WHAT YOU NEED TO DO:
Copy every entry word for word, but skip the pictures.

RECORDED INFORMATION:
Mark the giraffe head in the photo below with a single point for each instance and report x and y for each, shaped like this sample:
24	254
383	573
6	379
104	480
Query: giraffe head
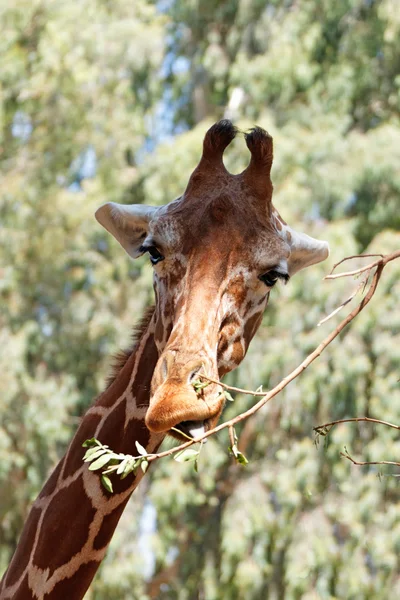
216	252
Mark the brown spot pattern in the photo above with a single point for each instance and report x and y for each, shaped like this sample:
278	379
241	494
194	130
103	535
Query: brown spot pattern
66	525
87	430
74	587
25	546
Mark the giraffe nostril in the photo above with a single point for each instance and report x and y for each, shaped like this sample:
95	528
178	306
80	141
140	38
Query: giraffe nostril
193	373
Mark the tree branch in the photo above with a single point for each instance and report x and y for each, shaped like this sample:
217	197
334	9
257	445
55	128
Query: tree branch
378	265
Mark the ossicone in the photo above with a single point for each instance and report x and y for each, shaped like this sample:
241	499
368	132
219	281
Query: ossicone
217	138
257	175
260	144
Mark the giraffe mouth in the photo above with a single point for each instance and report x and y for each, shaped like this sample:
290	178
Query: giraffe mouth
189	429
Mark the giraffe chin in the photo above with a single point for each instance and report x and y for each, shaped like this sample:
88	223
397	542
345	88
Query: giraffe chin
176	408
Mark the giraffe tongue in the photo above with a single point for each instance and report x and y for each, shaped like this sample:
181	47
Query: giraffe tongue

WRITTEN REPLY:
Mark the giraffe head in the photo below with a single point for each instance and report x and y for each, shaped like this sample:
24	254
383	573
6	379
104	480
Query: giraffe head
216	252
Mark the brown spot pattern in the photo above with a single point for each instance and report x and y for each, shaped like this sample:
278	379
241	494
194	130
103	535
Query: brown spot pattern
66	525
87	430
74	587
25	546
Mark the giraffe nostril in the photo above with a single point for each instance and report x and y for each, shaped like this sample:
95	528
178	306
80	141
140	38
Query: giraffe nostril
193	373
Mark the tree branch in the photo above with a single point for each instance and report x and y for each, shaped like this sample:
217	197
334	9
257	445
55	128
Query: tree branch
378	265
Mark the ossicone in the photo above with a single point for each instance and report x and y for each, shaped like this sample:
241	499
368	132
219	281
Query: ossicone
217	138
257	175
260	144
Mark the giraffe mouth in the photo above with a single point for each instance and report x and y for each, shaped like this sample:
290	178
Query: giraffe mouth
189	429
Mark the giraffe chin in the photo above with a single point for each instance and report x and y for each, shaped like this sample:
88	223
397	542
345	88
Query: giraffe chin
176	408
Mark the giraffe tongue in the photo above with a single point for each instance and report x and y for each, shaped like this sample:
181	47
Query: giraffe tongue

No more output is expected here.